_DIRECTIVE_
Rewrite the entries starting at the line that contains "Expected: one point per instance of the elephant front" and ending at the line that contains "Expected: one point per instance of the tall", renaming "green shrub" to "leafy bush" and leaving everything else unchanged.

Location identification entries
- - - - - - -

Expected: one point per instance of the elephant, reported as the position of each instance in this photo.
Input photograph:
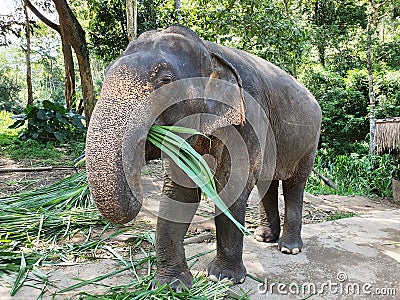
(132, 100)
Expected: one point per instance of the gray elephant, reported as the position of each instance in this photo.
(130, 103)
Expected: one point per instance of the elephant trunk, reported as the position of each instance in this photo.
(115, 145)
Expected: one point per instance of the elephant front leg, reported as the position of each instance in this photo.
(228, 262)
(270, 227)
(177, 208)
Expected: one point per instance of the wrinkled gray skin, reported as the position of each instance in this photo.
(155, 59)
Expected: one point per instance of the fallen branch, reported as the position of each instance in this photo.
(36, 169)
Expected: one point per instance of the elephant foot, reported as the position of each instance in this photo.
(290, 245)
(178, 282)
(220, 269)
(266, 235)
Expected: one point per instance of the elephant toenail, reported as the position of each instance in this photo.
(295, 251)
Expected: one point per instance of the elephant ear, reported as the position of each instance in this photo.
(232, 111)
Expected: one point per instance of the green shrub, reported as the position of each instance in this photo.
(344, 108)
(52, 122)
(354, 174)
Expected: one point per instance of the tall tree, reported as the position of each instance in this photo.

- - - - - - -

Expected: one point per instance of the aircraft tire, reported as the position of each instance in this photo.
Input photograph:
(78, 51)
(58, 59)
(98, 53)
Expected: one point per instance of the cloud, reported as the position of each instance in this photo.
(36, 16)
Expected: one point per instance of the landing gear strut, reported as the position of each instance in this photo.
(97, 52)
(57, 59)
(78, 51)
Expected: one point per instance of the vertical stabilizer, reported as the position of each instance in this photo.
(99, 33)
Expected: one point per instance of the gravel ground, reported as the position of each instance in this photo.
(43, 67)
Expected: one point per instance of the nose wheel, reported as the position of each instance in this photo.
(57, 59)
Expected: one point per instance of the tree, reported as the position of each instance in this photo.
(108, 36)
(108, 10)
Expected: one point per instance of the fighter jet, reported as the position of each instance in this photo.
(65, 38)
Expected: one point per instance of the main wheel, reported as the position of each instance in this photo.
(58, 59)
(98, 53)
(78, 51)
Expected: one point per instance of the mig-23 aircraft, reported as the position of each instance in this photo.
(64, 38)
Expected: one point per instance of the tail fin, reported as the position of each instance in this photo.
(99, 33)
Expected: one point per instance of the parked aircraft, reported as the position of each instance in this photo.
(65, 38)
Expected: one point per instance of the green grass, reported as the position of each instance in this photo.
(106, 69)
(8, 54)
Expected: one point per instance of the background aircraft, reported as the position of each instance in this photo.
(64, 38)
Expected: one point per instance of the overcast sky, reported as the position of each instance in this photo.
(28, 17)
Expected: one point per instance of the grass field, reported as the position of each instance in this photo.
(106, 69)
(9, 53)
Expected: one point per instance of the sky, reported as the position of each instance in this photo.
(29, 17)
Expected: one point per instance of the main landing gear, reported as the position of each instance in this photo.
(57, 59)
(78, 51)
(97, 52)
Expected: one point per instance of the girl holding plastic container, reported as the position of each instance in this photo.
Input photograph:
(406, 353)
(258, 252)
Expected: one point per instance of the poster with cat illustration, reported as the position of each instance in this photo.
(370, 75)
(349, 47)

- - - - - - -

_RESULT_
Expected: one point per instance of the elephant front leg, reported as the position of each instance in this photo.
(228, 262)
(270, 227)
(177, 208)
Expected: one point per instance of the wrinkled gray skin, reported as the position of each instance in this photo.
(155, 59)
Expected: one point per instance of the fallen branch, reported as the position of each instance in this photo.
(36, 169)
Expected: one point per instance of the elephant foot, reported as the position of each instance in this photo.
(290, 245)
(178, 282)
(220, 269)
(266, 235)
Expected: one point per instance of the elephant toenail, reported as the position of each instance in this photo.
(295, 251)
Expected: one point per instance of the elephant ear, reported as the position of each instance in this photo.
(232, 111)
Expected: one point per instance of the leafy bush, reported as the position of each instance in this photo.
(344, 108)
(52, 122)
(354, 174)
Expected: one point per instance of the tall tree, reported as the position of each instance in this photo.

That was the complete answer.